Tasks and exercises
1: In the urinary cell methods text, what dilution was used for the rabbit polyclonal anti-CD2AP antibody?
2: Continue the urinary cell methods text from its last sentence.

Source extract

---------------

Urinary cell clones were harvested by trypsin digestion and washed with PBS twice by centrifugation. Cell pellets were lysed in RIPA lysis buffer (50 mM Tris·HCl, pH 7.4, 150 mM NaCl, 2.5% deoxycholic acid, 1% NP-40, 1 mM EDTA) with protease inhibitor cocktail (Roche Diagnostics, Indianapolis, IN), and protein concentration was determined by BCA protein assay (Pierce, Rockford, IL). Total cell lysate (equal to 20 μg of protein) was separated on NuPAGE 7% Tris-acetate gels (Invitrogen) under reducing conditions. The following primary antibodies were used: mouse monoclonal ant-SV40 T antigen antibody, Ab-2 (EMD Biosiences, Gibbstown, NJ) at 1:1,000; mouse monoclonal anti-Wilms' tumor 1 (WT1) antibody, clone 6F-H2 (Millipore, Billerica, MA) at a dilution of 1:500; mouse monoclonal anti-podocalyxin antibody, clone 18.29 (Millipore) at 1:200; rabbit polyclonal anti-CD2AP antibody (provided from Dr. Andrey S. Shaw) at 1:2,000; and mouse monoclonal anti-β-actin antibody (Sigma-Aldrich, St. Louis, MO). Signal was detected with SuperSignal West Femto Maximum Sensitivity Substrate (Pierce).
Immunofluorescent staining and phalloidin staining.
Primary urinary cells forming colonies grown on type I collagen-coated tissue culture dishes or urinary cell clones cultured on type I collagen-coated coverslips in six-well dishes were fixed by ethanol-acetone (1:1) for 20 min at −20°C or 4% paraformaldehyde in PBS for 30 min at room temperature followed by permeabilization with 0.2% Triton X-100 in PBS for 10 min. After incubation with a blocking solution (2% FBS, 2% BSA, 0.2% gelatin in PBS) for 30 min, cells were probed with mouse monoclonal anti-synaptopodin antibody, clone G1D4 (Fitzgerald Industries International, Concord, MA) ready to use, rabbit polyclonal anti-nestin antibody (Millipore) at a dilution of 1:200, mouse monoclonal anti-WT1 antibody (Millipore) at 1: 100, mouse monoclonal anti-podocalyxin antibody (Millipore) at 1:50, or rabbit polyclonal anti-von Willebrand factor (Dako) at 1:400 as primary antibodies for 1 h at room temperature. Signals were visualized by incubating cells with Alexa Fluor 488-conjugated anti-mouse or anti-rabbit secondary antibody (Invitrogen). To visualize F-actin, cells were fixed with 4% paraformaldehyde for 30 min, permeabilized with 0.2% Triton X-100 in PBS for 10 min, and incubated with Alexa Fluor 594-phalloidin (Invitrogen) at a dilution of 1:100 for 1 h.
Cell selection by magnetic beads.
Immortalized bulk urinary cells were subjected to magnetic bead separation using a miniMACS separation unit (Miltenyi Biotec, Auburn, CA) with a monoclonal mouse anti-podocalyxin antibody (Millipore) according to the manufacturer's instructions. Positive and negative selection were carried out twice in series, to maximize cell purity. Separated cells were expanded, passaged twice, and prepared for qRT-PCR.

---------------

Dataset excerpts
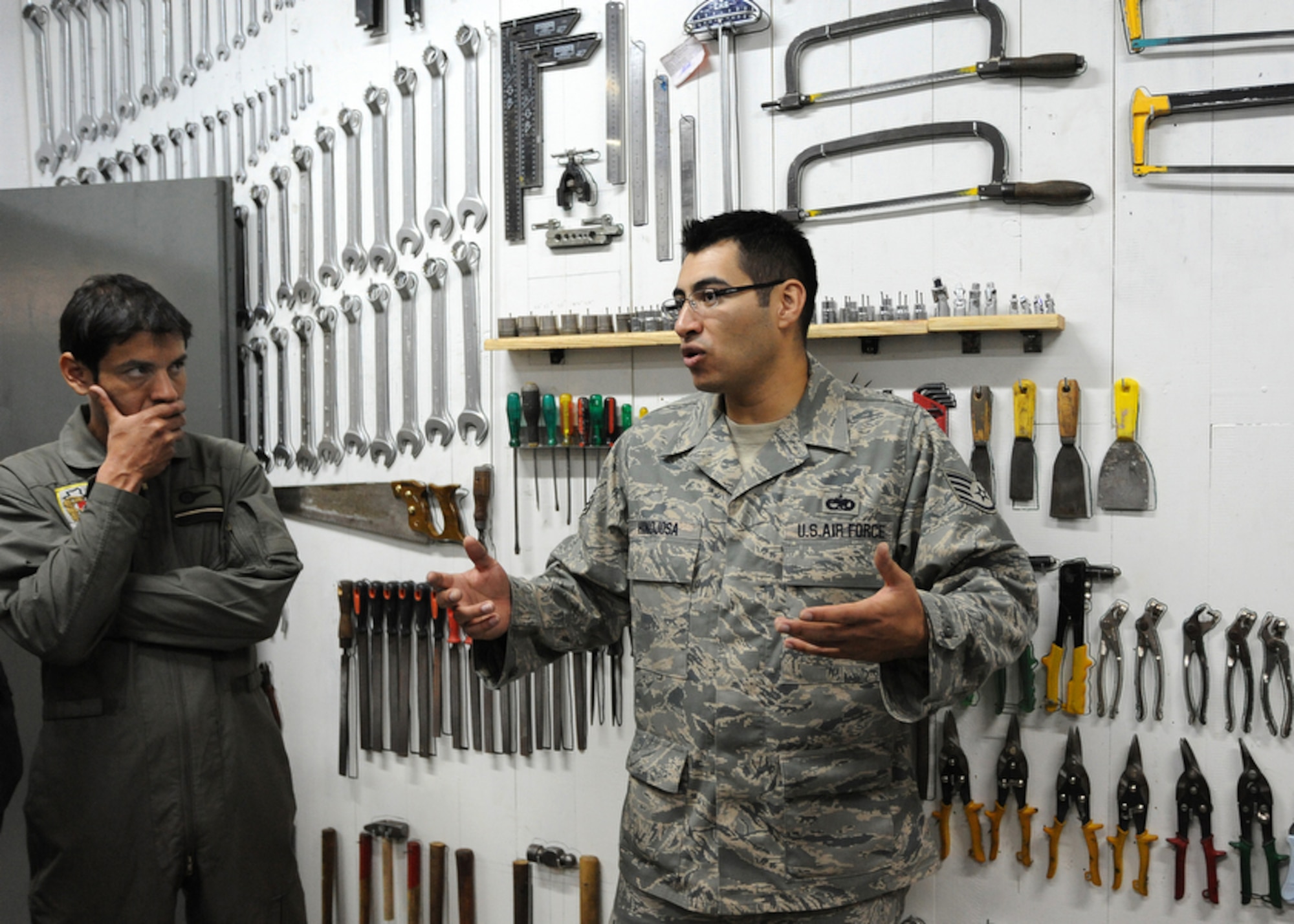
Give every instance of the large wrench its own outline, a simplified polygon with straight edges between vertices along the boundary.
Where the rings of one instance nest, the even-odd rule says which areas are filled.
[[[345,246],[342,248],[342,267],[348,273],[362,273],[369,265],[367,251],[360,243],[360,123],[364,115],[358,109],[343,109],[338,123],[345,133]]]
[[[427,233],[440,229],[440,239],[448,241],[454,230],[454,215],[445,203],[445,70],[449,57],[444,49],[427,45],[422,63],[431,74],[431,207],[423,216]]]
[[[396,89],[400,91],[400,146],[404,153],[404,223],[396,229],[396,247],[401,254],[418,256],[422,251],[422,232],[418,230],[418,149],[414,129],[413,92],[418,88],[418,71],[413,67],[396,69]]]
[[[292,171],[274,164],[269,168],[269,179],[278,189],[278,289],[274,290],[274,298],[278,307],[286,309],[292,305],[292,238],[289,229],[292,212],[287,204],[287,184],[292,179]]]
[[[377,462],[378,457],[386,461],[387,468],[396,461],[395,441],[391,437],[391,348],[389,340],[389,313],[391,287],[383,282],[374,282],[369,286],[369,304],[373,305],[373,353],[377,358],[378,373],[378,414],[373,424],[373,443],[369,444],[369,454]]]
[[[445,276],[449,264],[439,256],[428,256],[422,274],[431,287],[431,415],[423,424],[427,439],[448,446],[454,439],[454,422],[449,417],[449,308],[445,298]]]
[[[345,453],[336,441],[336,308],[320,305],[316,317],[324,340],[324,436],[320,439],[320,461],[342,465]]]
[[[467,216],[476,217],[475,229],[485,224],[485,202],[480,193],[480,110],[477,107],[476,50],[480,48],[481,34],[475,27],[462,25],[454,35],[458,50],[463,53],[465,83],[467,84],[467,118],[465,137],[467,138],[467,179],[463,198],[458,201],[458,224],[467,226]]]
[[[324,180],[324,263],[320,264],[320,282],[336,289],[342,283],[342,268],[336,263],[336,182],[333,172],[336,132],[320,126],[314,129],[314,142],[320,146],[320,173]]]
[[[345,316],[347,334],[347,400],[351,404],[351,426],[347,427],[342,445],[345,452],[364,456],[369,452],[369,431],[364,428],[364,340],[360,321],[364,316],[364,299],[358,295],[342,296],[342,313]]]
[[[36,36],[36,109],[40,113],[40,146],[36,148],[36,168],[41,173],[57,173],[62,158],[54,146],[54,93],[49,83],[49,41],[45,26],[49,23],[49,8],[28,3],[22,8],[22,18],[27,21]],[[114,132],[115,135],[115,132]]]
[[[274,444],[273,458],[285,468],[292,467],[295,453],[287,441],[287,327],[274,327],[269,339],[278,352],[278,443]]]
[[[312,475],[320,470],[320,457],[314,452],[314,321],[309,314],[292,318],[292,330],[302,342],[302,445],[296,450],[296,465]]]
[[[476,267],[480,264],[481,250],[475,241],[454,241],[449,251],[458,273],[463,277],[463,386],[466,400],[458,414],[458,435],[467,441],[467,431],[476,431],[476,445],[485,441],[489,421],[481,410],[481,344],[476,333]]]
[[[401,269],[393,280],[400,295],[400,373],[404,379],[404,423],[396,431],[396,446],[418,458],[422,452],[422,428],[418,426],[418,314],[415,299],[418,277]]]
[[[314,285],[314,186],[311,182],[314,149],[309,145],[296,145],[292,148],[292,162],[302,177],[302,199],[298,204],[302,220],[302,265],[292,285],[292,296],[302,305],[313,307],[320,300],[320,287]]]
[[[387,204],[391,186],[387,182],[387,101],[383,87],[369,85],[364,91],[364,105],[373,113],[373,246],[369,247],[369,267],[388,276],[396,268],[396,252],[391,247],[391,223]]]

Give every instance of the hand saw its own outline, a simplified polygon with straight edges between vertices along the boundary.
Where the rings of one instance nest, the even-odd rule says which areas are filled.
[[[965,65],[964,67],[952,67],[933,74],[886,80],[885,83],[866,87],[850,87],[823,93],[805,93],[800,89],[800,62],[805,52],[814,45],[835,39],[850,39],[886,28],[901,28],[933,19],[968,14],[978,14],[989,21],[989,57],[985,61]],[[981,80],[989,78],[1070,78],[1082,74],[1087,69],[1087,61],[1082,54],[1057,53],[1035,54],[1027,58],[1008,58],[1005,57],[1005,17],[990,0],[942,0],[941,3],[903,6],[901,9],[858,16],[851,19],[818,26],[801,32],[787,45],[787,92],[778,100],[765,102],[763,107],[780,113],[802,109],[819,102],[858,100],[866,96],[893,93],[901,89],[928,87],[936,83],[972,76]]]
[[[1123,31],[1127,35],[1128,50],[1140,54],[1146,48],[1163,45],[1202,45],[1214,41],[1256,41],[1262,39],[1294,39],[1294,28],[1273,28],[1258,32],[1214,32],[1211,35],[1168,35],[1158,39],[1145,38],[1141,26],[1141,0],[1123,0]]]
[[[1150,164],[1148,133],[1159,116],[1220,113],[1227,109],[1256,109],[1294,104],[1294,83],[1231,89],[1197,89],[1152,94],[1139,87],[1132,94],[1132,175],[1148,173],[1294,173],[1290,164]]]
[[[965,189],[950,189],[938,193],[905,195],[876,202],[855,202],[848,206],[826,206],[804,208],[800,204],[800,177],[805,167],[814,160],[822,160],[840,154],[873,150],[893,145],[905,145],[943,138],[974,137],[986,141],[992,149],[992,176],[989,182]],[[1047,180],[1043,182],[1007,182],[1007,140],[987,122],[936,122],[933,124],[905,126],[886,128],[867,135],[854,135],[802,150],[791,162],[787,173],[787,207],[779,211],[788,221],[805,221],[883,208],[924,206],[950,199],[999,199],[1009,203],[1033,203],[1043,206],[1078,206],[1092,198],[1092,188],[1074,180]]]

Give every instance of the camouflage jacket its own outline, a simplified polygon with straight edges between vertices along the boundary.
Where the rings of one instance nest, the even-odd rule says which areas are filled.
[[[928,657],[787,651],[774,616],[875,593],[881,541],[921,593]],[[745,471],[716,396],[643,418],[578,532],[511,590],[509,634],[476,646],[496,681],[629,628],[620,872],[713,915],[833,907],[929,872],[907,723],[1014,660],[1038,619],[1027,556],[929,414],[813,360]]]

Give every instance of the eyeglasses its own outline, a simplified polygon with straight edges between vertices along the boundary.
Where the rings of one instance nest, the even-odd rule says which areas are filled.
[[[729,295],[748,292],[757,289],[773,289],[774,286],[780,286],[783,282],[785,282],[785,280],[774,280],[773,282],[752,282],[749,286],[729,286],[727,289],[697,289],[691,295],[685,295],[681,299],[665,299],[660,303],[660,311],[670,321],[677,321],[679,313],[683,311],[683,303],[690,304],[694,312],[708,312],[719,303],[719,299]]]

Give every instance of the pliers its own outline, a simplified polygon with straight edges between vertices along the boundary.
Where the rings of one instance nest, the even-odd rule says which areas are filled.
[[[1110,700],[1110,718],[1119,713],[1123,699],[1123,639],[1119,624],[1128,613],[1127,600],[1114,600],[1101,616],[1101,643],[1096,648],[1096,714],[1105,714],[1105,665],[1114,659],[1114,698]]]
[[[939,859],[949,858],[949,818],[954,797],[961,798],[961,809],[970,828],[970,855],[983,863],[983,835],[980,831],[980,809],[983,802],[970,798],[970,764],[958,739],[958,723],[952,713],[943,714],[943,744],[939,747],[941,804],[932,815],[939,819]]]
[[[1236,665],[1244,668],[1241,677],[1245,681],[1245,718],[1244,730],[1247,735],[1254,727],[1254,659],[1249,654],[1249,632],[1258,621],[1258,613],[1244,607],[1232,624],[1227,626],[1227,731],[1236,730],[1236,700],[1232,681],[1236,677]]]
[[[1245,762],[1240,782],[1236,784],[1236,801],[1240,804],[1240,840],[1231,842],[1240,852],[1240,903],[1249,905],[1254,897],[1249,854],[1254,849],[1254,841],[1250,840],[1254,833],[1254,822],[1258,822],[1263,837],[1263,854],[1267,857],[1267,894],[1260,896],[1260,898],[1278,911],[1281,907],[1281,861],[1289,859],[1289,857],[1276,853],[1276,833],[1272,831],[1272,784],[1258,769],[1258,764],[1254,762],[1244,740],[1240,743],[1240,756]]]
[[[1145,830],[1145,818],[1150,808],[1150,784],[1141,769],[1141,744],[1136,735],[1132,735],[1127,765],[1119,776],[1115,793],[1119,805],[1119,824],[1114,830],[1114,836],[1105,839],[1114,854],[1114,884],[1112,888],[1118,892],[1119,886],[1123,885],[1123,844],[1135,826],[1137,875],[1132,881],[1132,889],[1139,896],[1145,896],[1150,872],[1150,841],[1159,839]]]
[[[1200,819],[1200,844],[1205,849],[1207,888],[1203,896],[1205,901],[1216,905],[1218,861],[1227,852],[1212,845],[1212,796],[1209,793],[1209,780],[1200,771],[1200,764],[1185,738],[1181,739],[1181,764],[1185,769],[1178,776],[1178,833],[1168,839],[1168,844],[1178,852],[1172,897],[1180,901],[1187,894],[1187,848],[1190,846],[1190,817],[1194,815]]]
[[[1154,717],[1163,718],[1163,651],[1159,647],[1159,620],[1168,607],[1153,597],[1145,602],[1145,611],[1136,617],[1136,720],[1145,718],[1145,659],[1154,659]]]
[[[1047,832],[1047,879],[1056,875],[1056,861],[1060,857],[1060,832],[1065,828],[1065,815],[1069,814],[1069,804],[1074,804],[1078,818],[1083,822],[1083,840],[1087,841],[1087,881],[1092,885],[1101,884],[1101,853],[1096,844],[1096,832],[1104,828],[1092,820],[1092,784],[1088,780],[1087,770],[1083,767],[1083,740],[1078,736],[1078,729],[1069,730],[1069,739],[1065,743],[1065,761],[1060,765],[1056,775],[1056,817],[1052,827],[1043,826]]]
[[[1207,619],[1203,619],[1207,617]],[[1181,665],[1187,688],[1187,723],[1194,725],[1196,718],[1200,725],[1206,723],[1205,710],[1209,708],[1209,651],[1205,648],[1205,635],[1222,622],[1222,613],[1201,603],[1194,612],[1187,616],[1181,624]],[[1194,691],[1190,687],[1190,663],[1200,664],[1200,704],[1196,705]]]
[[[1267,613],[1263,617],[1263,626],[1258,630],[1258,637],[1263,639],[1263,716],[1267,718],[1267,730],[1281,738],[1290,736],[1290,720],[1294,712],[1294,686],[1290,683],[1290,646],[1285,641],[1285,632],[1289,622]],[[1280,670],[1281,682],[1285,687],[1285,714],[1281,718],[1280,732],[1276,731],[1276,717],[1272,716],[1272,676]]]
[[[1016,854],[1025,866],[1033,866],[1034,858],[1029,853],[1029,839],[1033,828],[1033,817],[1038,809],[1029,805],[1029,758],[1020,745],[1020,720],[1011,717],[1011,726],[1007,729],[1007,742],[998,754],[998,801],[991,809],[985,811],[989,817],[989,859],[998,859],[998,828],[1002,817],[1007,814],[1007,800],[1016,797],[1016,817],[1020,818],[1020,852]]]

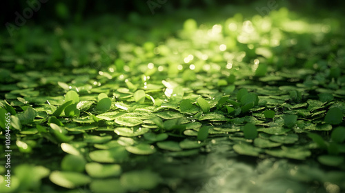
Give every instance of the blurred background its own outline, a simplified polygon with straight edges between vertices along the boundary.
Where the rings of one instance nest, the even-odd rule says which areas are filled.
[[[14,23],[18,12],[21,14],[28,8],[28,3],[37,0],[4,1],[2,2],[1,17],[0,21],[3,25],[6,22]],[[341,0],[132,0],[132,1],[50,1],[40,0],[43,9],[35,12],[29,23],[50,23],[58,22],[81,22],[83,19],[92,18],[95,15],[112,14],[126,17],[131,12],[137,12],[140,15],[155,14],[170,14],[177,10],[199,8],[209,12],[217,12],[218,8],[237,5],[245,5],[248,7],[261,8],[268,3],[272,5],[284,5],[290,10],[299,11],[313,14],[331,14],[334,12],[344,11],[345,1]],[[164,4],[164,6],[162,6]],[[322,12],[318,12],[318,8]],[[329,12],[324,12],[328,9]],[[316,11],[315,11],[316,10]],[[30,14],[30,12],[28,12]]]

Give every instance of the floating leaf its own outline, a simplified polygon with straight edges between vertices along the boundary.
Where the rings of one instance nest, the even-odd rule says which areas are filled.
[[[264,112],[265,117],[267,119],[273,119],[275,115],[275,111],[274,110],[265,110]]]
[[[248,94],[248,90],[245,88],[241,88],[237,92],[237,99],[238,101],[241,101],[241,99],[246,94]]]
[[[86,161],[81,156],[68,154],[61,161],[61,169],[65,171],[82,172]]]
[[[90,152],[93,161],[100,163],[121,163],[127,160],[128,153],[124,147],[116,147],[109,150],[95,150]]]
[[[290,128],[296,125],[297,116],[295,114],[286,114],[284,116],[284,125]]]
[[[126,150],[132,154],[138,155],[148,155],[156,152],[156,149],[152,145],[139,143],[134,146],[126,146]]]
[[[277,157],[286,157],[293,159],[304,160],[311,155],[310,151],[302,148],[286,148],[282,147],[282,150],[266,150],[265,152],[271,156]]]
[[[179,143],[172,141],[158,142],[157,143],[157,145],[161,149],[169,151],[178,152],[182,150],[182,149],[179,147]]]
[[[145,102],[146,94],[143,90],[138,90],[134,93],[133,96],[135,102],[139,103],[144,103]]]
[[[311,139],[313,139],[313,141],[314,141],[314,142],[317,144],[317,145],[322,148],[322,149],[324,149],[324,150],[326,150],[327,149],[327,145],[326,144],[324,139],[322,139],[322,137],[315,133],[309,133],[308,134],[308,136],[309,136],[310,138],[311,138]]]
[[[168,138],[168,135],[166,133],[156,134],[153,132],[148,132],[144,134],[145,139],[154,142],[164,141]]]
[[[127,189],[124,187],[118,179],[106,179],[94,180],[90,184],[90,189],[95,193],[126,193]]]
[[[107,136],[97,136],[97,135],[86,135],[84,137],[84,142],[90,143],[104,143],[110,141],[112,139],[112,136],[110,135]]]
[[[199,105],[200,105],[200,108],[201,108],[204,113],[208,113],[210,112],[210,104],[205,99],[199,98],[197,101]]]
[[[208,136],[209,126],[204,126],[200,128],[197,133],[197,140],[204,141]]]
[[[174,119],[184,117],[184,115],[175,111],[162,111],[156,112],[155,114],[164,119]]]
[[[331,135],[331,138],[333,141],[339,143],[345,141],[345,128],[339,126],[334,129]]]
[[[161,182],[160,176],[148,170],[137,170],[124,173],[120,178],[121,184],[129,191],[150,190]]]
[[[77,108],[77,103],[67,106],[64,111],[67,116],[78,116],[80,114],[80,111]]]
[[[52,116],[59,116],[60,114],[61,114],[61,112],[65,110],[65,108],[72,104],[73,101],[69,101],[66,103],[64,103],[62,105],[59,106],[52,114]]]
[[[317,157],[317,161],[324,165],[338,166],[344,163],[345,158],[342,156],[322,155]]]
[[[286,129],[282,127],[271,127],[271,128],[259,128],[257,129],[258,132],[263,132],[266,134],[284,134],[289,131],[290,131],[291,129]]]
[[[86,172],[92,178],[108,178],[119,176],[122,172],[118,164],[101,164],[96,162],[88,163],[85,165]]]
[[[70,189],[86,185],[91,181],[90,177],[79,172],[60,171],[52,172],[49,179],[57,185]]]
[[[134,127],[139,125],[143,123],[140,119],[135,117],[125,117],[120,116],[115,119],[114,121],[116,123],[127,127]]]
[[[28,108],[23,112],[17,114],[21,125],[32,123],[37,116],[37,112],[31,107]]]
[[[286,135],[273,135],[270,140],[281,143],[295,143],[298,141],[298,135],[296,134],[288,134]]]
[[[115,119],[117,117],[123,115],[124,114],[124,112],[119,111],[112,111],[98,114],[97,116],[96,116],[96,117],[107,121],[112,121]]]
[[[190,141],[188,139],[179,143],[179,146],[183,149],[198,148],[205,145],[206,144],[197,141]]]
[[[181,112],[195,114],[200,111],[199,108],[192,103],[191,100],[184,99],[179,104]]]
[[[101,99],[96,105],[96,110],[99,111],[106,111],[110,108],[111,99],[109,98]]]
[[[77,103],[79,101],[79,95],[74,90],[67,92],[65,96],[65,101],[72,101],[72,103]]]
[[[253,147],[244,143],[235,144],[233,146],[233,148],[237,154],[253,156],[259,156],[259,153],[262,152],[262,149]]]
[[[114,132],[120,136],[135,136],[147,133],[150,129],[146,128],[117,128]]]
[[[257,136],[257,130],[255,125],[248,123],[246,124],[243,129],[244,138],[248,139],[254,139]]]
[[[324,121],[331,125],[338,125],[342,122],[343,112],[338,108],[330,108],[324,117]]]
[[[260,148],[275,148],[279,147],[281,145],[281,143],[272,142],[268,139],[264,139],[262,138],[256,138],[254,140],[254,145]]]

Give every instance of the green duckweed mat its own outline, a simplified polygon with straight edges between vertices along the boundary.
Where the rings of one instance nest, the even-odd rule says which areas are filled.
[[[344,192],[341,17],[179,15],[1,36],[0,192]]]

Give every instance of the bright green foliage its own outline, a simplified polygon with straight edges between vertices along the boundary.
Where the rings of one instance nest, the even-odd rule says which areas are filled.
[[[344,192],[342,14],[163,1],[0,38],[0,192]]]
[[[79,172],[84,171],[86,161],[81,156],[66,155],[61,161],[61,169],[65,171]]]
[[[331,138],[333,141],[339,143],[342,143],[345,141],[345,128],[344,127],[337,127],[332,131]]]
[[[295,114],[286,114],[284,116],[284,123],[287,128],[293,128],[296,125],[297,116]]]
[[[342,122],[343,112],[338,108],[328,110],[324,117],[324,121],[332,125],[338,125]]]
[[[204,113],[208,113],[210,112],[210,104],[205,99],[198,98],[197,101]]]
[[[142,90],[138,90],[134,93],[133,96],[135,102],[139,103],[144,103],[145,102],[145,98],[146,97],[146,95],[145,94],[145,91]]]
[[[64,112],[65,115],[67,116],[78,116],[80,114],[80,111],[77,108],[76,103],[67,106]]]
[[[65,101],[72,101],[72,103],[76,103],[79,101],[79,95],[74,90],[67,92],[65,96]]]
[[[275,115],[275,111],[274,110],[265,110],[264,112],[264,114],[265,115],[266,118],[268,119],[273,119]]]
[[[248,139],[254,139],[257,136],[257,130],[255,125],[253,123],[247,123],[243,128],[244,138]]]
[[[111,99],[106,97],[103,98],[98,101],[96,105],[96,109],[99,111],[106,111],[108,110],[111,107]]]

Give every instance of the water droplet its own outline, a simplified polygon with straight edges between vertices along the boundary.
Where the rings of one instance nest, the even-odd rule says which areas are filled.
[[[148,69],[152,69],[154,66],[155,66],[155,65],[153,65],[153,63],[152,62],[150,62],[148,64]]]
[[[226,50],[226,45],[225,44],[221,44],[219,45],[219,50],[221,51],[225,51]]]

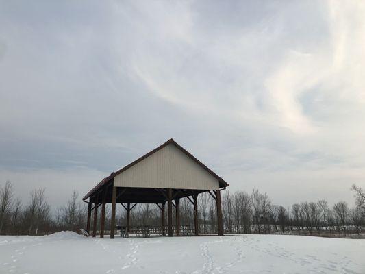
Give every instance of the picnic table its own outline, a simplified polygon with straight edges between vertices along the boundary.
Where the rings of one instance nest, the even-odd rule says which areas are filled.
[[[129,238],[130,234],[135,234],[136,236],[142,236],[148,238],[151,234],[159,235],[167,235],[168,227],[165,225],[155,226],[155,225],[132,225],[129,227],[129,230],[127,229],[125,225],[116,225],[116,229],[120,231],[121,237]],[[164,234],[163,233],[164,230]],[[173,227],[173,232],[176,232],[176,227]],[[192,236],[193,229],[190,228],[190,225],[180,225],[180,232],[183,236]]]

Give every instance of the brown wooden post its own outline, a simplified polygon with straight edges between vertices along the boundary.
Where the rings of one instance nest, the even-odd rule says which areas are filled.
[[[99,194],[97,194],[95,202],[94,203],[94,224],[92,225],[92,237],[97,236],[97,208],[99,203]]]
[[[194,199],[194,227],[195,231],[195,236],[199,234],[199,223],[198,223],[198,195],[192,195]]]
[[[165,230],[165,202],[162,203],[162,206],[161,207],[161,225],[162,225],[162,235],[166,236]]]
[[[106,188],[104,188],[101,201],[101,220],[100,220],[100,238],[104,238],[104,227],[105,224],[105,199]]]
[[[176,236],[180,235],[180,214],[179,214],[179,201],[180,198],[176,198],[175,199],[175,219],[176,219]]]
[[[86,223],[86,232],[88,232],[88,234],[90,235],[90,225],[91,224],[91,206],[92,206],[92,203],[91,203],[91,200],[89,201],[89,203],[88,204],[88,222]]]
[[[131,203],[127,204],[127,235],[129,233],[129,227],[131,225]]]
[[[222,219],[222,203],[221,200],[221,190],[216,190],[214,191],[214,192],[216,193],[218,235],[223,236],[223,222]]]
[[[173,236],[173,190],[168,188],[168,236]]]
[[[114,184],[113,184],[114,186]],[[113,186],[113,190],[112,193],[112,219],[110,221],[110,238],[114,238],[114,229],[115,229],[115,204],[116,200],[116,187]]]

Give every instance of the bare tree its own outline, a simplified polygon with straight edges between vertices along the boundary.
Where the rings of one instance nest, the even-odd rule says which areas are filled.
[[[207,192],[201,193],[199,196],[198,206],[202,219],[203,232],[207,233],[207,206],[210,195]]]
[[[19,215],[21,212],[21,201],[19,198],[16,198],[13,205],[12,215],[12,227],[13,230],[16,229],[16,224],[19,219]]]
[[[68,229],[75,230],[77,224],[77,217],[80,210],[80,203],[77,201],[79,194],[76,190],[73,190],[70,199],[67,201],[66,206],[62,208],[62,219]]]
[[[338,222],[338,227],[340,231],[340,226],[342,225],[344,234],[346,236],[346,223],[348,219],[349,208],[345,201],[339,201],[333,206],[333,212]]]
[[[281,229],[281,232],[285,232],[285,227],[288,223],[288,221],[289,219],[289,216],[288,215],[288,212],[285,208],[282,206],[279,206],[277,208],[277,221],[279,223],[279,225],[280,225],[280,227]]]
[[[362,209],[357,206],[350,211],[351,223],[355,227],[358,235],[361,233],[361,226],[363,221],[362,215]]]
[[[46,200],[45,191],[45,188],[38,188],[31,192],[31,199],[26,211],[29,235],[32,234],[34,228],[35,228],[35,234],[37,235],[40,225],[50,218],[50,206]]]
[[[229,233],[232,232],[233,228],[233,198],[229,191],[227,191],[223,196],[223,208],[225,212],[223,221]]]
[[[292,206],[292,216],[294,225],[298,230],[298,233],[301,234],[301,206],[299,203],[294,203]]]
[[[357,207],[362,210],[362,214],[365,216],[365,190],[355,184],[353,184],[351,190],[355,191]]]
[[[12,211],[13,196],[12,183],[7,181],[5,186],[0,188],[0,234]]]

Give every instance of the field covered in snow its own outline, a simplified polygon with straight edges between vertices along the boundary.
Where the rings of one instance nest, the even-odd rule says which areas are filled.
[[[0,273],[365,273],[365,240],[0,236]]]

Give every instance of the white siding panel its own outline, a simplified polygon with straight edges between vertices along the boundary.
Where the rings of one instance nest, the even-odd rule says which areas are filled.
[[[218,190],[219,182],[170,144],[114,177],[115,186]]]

---------------

Answers provided
1: 1:2,000

2:
Urinary cells (10 × 104) were plated on six-well culture plates coated with type I collagen. At various time points, the number of viable cells was counted in a hemocytometer under the microscope by trypan blue dye exclusion.
Statistical analyses were carried out using Prism 5 software (Graphpad Software, San Diego, CA), and significance was evaluated by one-way ANOVA, using Bonferroni testing for intergroup comparisons. A P value of <0.05 was taken as significant.
Urinary podocytes from healthy volunteers and FSGS patients are viable and proliferate in culture.
We cultured urine sediment cells to confirm that podocytes are present in urine and can proliferate in vitro. As shown in Fig. 1A, small cell colonies with typical epithelial cell morphology appeared at 1–2 wk after the start of culture. These cells typically stopped proliferating after 4–5 wk. At 3–4 wk of culture, we characterized these cells and carried out subculture and transformation. These proliferating cells were obtained consistently from two healthy volunteers and two FSGS patients. Immunofluorescent staining of cell colonies of a healthy volunteer revealed that podocyte markers WT1 (Fig. 1B), nestin (Fig. 1C), and synaptopodin (Fig. 1D) were expressed in urine-derived cells. These results indicate that podocyte-derived cells constitute a sizeable fraction of the cells that survive in long-term human urinary cell cultures.
Conditionally transformed urinary cells from FSGS patients express podocyte markers.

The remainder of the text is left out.